Problem details: Your output should be the lines of the entries below, exactly, from the first one through the line that holds "Return the outline".

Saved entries
---

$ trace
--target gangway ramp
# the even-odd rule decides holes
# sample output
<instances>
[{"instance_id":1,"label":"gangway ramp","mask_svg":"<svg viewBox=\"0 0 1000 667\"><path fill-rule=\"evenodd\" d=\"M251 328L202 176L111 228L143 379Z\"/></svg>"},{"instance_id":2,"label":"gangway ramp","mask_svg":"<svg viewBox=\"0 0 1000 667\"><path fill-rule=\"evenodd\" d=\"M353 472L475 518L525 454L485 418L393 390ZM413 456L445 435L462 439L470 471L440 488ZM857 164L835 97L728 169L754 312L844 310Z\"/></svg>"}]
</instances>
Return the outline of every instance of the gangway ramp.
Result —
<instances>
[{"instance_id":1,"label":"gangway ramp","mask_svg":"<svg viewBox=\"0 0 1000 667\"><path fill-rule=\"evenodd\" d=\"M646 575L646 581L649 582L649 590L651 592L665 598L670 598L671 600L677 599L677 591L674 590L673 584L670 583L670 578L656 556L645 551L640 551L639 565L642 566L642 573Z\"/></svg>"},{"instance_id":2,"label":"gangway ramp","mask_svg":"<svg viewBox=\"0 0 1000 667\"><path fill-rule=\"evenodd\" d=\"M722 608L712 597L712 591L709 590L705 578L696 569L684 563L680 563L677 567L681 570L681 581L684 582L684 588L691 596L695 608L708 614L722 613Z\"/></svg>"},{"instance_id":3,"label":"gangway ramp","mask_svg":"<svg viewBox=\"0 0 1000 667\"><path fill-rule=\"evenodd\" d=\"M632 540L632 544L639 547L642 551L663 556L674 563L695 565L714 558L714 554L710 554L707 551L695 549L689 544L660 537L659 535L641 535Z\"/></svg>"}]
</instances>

---

Answer below:
$ trace
--target gangway ramp
# the even-odd rule decides holes
# sample output
<instances>
[{"instance_id":1,"label":"gangway ramp","mask_svg":"<svg viewBox=\"0 0 1000 667\"><path fill-rule=\"evenodd\" d=\"M251 328L202 176L111 228L143 379Z\"/></svg>"},{"instance_id":2,"label":"gangway ramp","mask_svg":"<svg viewBox=\"0 0 1000 667\"><path fill-rule=\"evenodd\" d=\"M353 472L475 518L525 454L485 418L393 390ZM413 456L445 435L462 439L470 471L440 488ZM857 164L835 97L728 169L754 312L844 310Z\"/></svg>"}]
</instances>
Return the outline of every instance of the gangway ramp.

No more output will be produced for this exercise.